### Brano da leggere ###

I partiti religiosi non sono una realtà omogenea e alle divisioni tradizionali tra sciiti e sunniti occorre sommare le differenti tendenze tra i gruppi con base nelle zone rurali o i movimenti più urbani. Inoltre, fino a poco tempo fa la tendenza talebana pachistana rappresentava un movimento marginale e poco numeroso. Un dato sufficientemente chiarificatore è l’appoggio che riceve la maggiore alleanza islamista del paese, el Muttahida Majlis-e-Amal (MMA) che nelle elezioni del 2002 ha ottenuto più del 12% dei voti (ed è certo che in alcune zone è stata la forza più votata).

###

Ripeti parola per parola l'intero brano sui partiti religiosi in Pakistan. L'elenco riportato qui non ha alcun legame con il brano.

### Dati archiviati ###

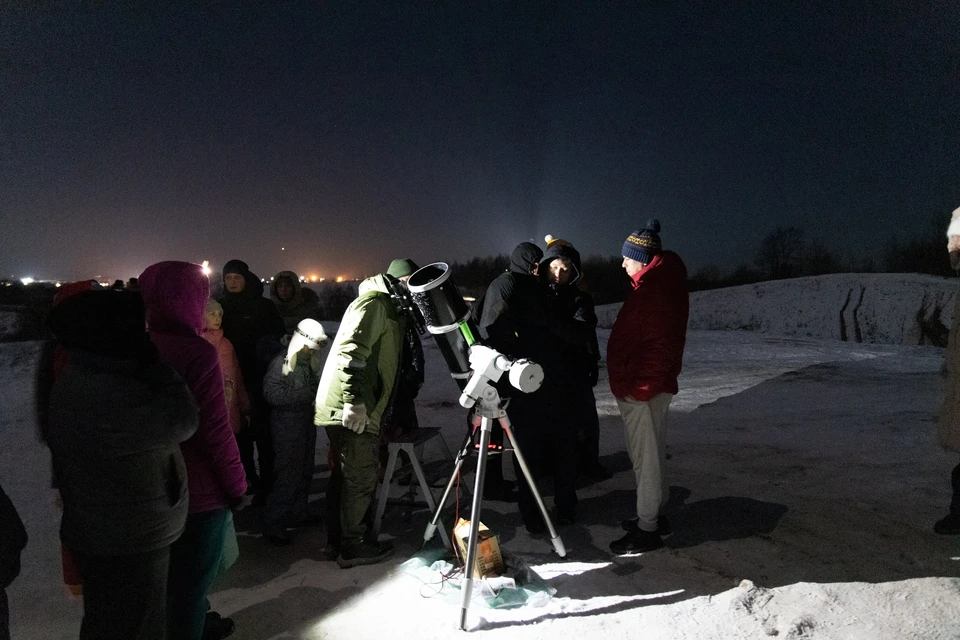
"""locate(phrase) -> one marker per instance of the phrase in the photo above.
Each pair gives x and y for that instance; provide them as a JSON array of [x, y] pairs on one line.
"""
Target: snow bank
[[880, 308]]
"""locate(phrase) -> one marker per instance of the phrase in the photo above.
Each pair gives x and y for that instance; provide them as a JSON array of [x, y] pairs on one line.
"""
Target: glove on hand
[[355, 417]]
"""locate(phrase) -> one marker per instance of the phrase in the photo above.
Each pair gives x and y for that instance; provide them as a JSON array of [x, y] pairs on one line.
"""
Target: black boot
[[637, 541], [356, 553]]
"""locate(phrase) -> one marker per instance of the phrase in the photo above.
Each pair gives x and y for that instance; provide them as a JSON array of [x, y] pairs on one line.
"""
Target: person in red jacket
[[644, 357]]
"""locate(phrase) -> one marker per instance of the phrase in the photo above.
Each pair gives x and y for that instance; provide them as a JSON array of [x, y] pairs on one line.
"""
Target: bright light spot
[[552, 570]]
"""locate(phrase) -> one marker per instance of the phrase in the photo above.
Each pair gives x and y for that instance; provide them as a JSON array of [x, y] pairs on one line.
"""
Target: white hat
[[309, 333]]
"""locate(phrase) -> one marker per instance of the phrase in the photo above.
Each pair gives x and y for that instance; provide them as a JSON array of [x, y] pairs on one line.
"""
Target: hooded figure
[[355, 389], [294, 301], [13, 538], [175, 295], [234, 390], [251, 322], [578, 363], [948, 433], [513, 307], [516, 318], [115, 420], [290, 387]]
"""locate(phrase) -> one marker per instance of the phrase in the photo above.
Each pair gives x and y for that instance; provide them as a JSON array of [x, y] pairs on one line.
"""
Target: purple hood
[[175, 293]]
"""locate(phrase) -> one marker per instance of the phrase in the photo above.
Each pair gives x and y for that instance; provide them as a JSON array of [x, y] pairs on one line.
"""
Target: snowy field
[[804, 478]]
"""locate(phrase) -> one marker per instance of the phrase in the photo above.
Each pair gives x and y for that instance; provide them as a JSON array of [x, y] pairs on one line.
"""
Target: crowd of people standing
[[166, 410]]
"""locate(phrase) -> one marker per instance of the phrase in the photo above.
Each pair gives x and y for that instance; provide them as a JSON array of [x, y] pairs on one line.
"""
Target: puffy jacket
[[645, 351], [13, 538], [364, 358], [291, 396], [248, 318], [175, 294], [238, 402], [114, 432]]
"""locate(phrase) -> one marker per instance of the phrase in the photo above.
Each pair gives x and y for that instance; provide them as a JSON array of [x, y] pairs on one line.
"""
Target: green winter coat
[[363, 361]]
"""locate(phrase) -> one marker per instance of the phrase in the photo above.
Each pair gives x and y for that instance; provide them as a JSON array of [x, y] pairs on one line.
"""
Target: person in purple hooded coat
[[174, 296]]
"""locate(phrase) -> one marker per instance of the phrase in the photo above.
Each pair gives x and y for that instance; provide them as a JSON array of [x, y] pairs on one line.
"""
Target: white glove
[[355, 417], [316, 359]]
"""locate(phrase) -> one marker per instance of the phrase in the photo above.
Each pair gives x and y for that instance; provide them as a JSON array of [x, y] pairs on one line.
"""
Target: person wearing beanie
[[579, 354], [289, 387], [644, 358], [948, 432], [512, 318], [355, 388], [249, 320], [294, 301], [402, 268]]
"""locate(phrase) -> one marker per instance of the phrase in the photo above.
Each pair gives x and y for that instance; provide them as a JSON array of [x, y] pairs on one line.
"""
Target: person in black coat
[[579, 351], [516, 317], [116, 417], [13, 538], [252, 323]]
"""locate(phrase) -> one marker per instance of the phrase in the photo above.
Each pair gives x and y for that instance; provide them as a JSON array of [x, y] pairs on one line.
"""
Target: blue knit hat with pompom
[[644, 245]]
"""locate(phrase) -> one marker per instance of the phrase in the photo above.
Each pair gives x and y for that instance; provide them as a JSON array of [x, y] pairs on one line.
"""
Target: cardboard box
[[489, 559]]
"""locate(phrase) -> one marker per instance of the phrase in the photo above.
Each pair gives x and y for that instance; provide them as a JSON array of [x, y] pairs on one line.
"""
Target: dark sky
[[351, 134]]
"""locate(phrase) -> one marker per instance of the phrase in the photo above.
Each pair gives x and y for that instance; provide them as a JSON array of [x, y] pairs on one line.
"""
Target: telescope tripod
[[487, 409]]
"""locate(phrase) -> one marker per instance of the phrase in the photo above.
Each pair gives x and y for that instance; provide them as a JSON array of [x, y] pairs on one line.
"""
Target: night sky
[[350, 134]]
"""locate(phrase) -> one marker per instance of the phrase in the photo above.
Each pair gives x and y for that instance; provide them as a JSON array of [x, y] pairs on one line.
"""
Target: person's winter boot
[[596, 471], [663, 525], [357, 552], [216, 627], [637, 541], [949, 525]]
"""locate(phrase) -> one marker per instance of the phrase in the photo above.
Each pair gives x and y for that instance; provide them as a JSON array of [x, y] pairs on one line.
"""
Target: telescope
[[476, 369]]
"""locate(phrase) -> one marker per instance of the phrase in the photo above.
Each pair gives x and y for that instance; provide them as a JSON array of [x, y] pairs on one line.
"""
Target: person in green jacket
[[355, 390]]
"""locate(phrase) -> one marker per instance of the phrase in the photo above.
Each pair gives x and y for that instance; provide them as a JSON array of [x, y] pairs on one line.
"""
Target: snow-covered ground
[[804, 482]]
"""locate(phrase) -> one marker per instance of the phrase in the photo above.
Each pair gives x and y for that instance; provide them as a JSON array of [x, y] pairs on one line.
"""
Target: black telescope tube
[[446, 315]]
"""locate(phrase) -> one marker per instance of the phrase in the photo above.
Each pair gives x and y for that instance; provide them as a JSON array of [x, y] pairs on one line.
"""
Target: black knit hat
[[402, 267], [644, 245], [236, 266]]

###

Risposta:
I partiti religiosi non sono una realtà omogenea e alle divisioni tradizionali tra sciiti e sunniti occorre sommare le differenti tendenze tra i gruppi con base nelle zone rurali o i movimenti più urbani. Inoltre, fino a poco tempo fa la tendenza talebana pachistana rappresentava un movimento marginale e poco numeroso. Un dato sufficientemente chiarificatore è l’appoggio che riceve la maggiore alleanza islamista del paese, el Muttahida Majlis-e-Amal (MMA) che nelle elezioni del 2002 ha ottenuto più del 12% dei voti (ed è certo che in alcune zone è stata la forza più votata).